## Record extracts:
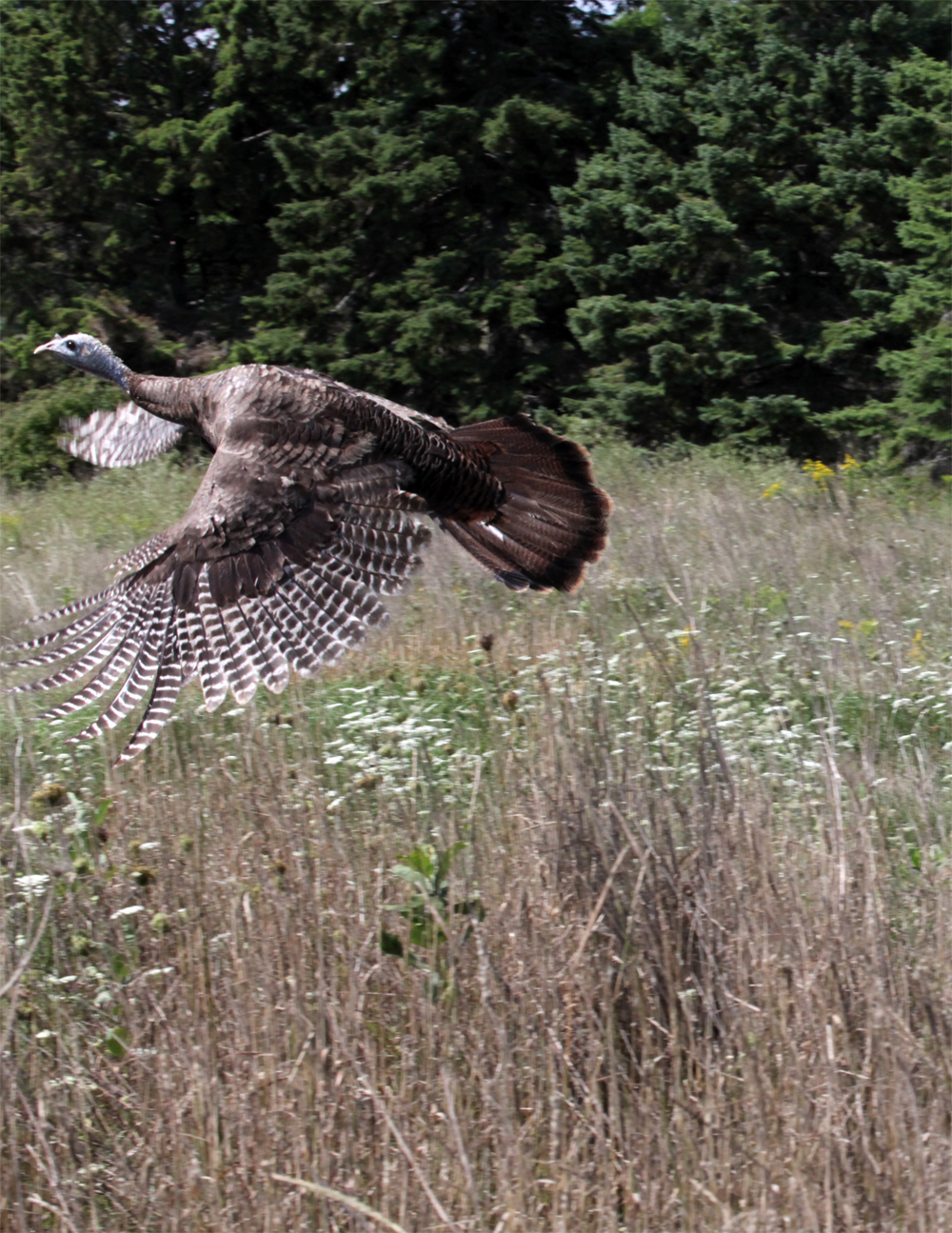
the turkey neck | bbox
[127,372,201,428]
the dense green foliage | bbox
[561,0,949,454]
[0,0,949,478]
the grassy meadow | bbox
[0,447,952,1233]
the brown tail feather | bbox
[442,415,611,590]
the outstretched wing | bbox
[62,402,183,467]
[5,442,429,762]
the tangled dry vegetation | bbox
[0,454,952,1233]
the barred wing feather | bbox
[3,451,430,762]
[63,402,183,467]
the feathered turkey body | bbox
[12,334,610,761]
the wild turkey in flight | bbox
[15,334,610,761]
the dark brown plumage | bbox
[15,334,610,761]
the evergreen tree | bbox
[243,0,626,418]
[560,0,946,455]
[0,0,277,331]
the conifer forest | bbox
[0,0,952,1233]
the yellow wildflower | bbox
[803,459,835,492]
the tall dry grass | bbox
[0,454,952,1233]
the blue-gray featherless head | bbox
[33,334,129,393]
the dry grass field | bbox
[0,448,952,1233]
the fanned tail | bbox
[440,415,611,590]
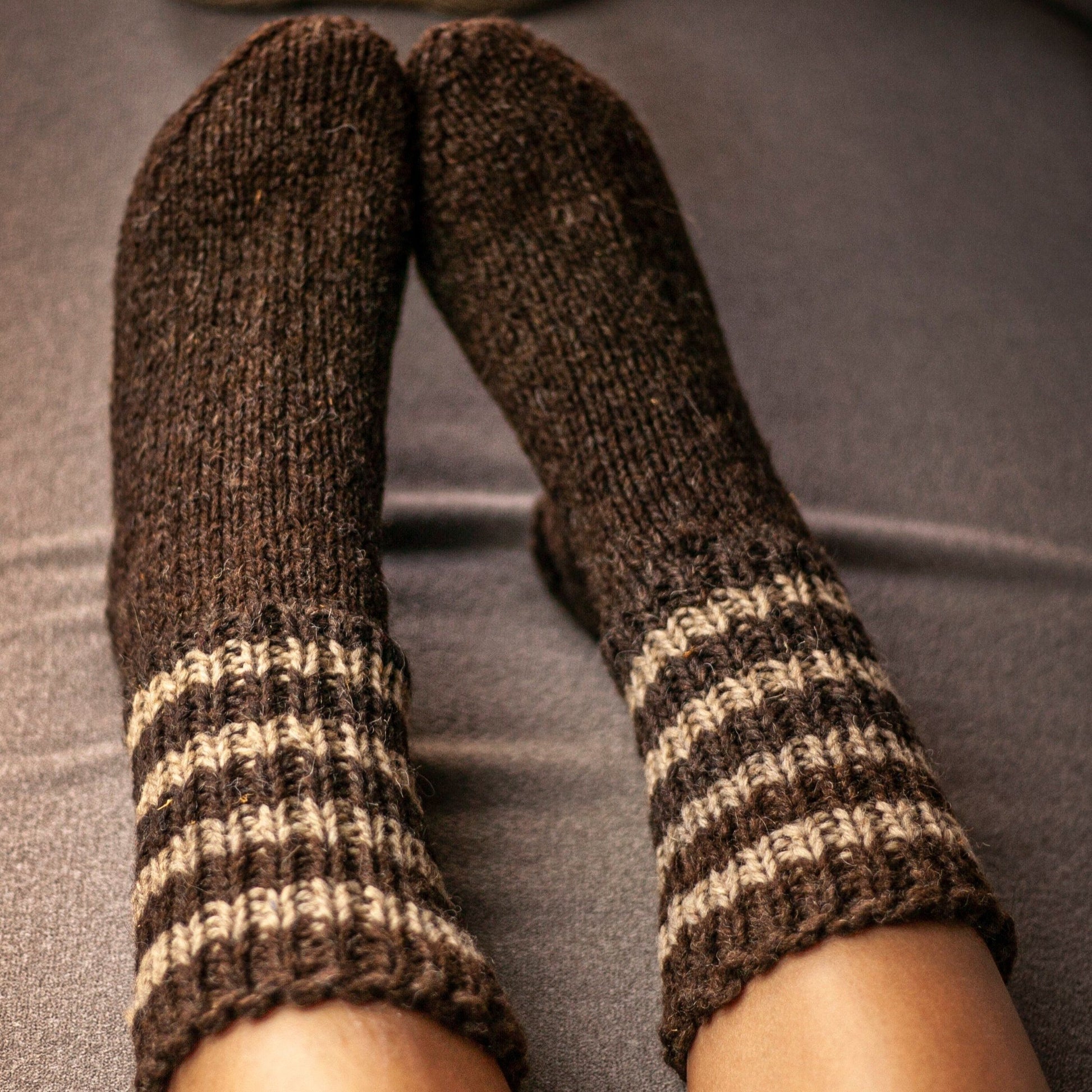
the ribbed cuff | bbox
[127,606,525,1092]
[604,546,1016,1076]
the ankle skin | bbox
[169,1001,508,1092]
[687,923,1047,1092]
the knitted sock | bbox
[409,20,1015,1073]
[109,17,524,1090]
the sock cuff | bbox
[126,604,525,1092]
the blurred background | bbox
[0,0,1092,1092]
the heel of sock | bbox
[531,495,599,640]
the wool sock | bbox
[409,20,1015,1075]
[190,0,557,15]
[109,17,524,1092]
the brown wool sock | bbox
[109,17,524,1092]
[409,20,1015,1073]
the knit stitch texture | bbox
[409,20,1015,1075]
[109,17,524,1092]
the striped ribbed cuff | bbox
[127,607,525,1092]
[607,549,1016,1075]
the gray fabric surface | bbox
[0,0,1092,1092]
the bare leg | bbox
[171,1001,508,1092]
[687,924,1047,1092]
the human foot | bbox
[109,17,524,1092]
[171,1001,508,1092]
[687,923,1048,1092]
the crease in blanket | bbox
[409,20,1015,1076]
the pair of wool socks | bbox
[109,17,1013,1092]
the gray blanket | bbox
[0,0,1092,1092]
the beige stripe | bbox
[659,799,971,963]
[657,724,932,877]
[136,715,420,822]
[132,797,446,923]
[626,572,853,713]
[644,649,891,793]
[127,878,483,1024]
[126,637,405,754]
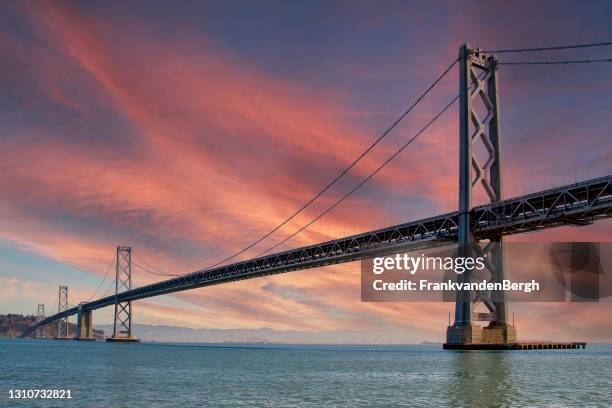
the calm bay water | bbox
[0,340,612,408]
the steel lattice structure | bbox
[24,175,612,335]
[55,286,68,338]
[36,303,45,339]
[447,44,507,342]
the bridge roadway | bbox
[23,175,612,336]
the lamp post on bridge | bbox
[106,246,140,342]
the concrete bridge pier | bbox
[74,306,96,341]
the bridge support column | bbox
[55,286,70,340]
[106,247,140,343]
[446,44,516,345]
[36,303,47,339]
[74,305,96,341]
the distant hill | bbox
[0,314,104,339]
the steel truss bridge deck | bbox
[24,175,612,336]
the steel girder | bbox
[22,175,612,336]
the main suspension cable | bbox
[196,59,458,270]
[257,95,459,257]
[483,41,612,54]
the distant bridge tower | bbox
[57,286,68,339]
[36,303,45,339]
[446,44,516,344]
[106,246,139,342]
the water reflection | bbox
[447,351,521,407]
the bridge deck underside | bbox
[31,176,612,330]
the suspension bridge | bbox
[22,42,612,349]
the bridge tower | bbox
[36,303,46,339]
[106,246,139,342]
[56,286,69,340]
[74,302,96,341]
[446,44,516,345]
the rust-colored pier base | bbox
[442,342,586,350]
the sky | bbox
[0,1,612,342]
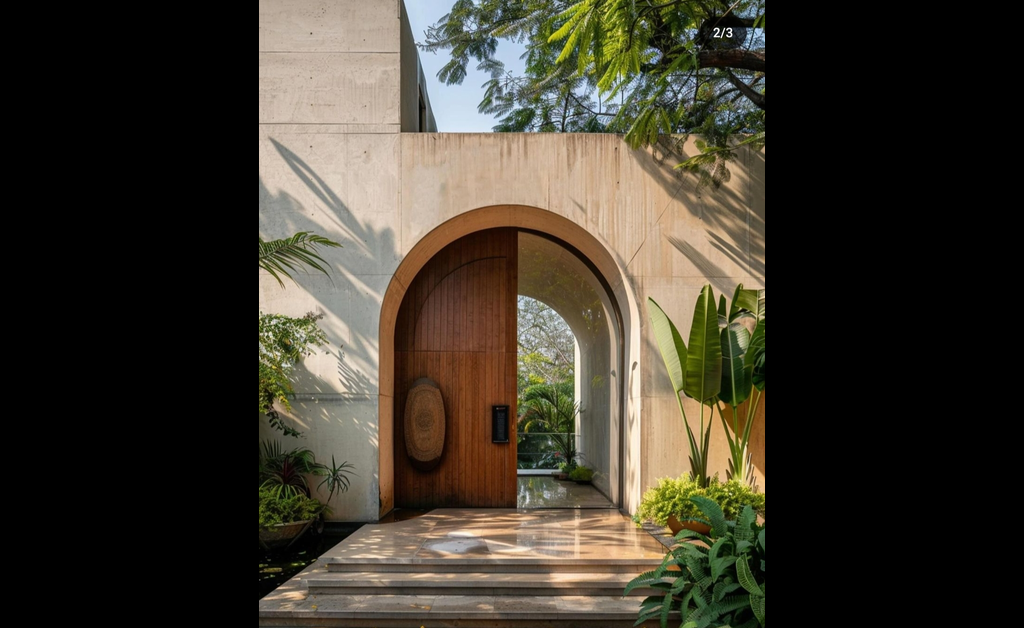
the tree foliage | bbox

## Your task:
Starting at the line that contains "the rust-colored pier base | bbox" and ending after the last line, rewrite every line, multiplying each bounding-box coordinate by 2.2 and rounding to the nearest whole number, with halves rounded up. Leave out the pictures.

## The response:
the rust-colored pier base | bbox
[972,752,1289,770]
the sky | bbox
[0,2,1346,752]
the tree foliage | bbox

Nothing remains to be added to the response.